═════ The input

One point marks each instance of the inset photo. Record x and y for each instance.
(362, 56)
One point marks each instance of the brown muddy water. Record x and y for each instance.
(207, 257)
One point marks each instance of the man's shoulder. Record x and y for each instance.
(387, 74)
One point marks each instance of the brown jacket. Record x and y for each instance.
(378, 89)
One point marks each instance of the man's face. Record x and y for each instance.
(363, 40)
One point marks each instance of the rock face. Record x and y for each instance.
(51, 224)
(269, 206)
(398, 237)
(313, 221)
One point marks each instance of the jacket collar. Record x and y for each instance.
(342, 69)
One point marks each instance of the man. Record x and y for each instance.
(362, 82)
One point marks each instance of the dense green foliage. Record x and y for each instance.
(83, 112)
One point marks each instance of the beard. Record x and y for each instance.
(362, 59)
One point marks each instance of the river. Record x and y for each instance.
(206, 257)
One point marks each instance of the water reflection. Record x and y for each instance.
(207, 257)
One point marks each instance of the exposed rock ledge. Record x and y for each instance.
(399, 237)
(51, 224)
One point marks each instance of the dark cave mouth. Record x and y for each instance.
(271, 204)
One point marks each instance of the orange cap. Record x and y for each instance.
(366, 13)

══════════

### Work to be completed:
Return the listing above word for word.

### Reply:
One point marks each instance of the inset photo. Record x and y for each instance.
(362, 56)
One point marks each instance of the brown muddy water. Record x and y for each instance.
(207, 257)
One point marks each instance of the man's shoulder. Record x and y for each instance.
(387, 74)
One point marks each instance of the brown jacket. Record x and y for each instance.
(378, 89)
One point marks each instance of the man's face. Record x and y for each instance.
(363, 40)
One point marks each instance of the rock face. Record x and y for each instance.
(51, 224)
(269, 206)
(398, 237)
(313, 221)
One point marks each instance of the jacket collar. Record x and y for each instance.
(342, 69)
One point marks each instance of the man. Record x and y for each instance.
(362, 82)
One point marks each instance of the dense green foliage. Record x and y for each instance.
(83, 112)
One point marks each instance of the beard. Record x and y for each instance.
(362, 59)
One point marks each instance of the river. Record x and y for each instance.
(206, 257)
One point marks each instance of the water reflection. Record x and y for each instance.
(207, 257)
One point marks each instance of the exposed rock ledge. Record x and y for each instance.
(399, 237)
(51, 224)
One point marks each instance of the dark cave mouth. Record x and y for each instance.
(271, 204)
One point marks each instance of the orange cap. Record x and y for each instance.
(366, 13)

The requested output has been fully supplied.